EXERCISE PASSAGE:
-*-

President Vladimir Putin has forced voters into this blind alley by systematically excluding all opposition candidates who promise a democratic future for Russia.

Garry Kasparov, Vladimir Bukovsky, Boris Nemtsov and Mikhail Kasyanov were all prevented from running in the presidential race on dubious grounds. They all have something else in common: They supported last year's anti-Putin protests in Moscow and St. Petersburg. Had they been successfully registered as candidates, they could have brought the spirit and demands of those protests to the bleak, government-controlled national television channels, where political news has long been heavily censored. More important, they would have given the country's pro-democracy voters a feeling of being represented.

The Kremlin's strategy seems clear. While excluding all genuinely pro-democratic candidates, they have sought to paint Medvedev as a new liberal determined to bring the "rule of law" to the country. In his recent widely publicized appearances, Medvedev has condemned the country's legal nihilism and pervasive corruption and pledged to support civil society and an independent media. The strategy is to lure democratically minded voters who are critical of Putin into the coalition behind Medvedev in the hope that he will pursue a reformist agenda.

The strategy may be working. According to a Levada Center poll in January, one-third of Kasyanov's supporters indicated that they would back Medvedev if their candidate was excluded from the ballot. This month, Medvedev's support level surpassed Putin's.

-*-

BRIEF 1: Please list the people that the passage on Russia's presidential race names as prevented from running in that race.
BRIEF 2: Reproduce the passage on Russia's presidential race from "The Kremlin's strategy" to "a reformist agenda.", word for word.

DATA SHOWN:
-*-

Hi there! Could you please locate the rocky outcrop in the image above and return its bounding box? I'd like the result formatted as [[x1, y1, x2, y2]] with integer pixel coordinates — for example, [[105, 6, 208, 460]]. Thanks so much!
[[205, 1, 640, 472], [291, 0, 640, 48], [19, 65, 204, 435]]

-*-

TASK RESULT 1: Garry Kasparov, Vladimir Bukovsky, Boris Nemtsov, Mikhail Kasyanov

TASK RESULT 2:
The Kremlin's strategy seems clear. While excluding all genuinely pro-democratic candidates, they have sought to paint Medvedev as a new liberal determined to bring the "rule of law" to the country. In his recent widely publicized appearances, Medvedev has condemned the country's legal nihilism and pervasive corruption and pledged to support civil society and an independent media. The strategy is to lure democratically minded voters who are critical of Putin into the coalition behind Medvedev in the hope that he will pursue a reformist agenda.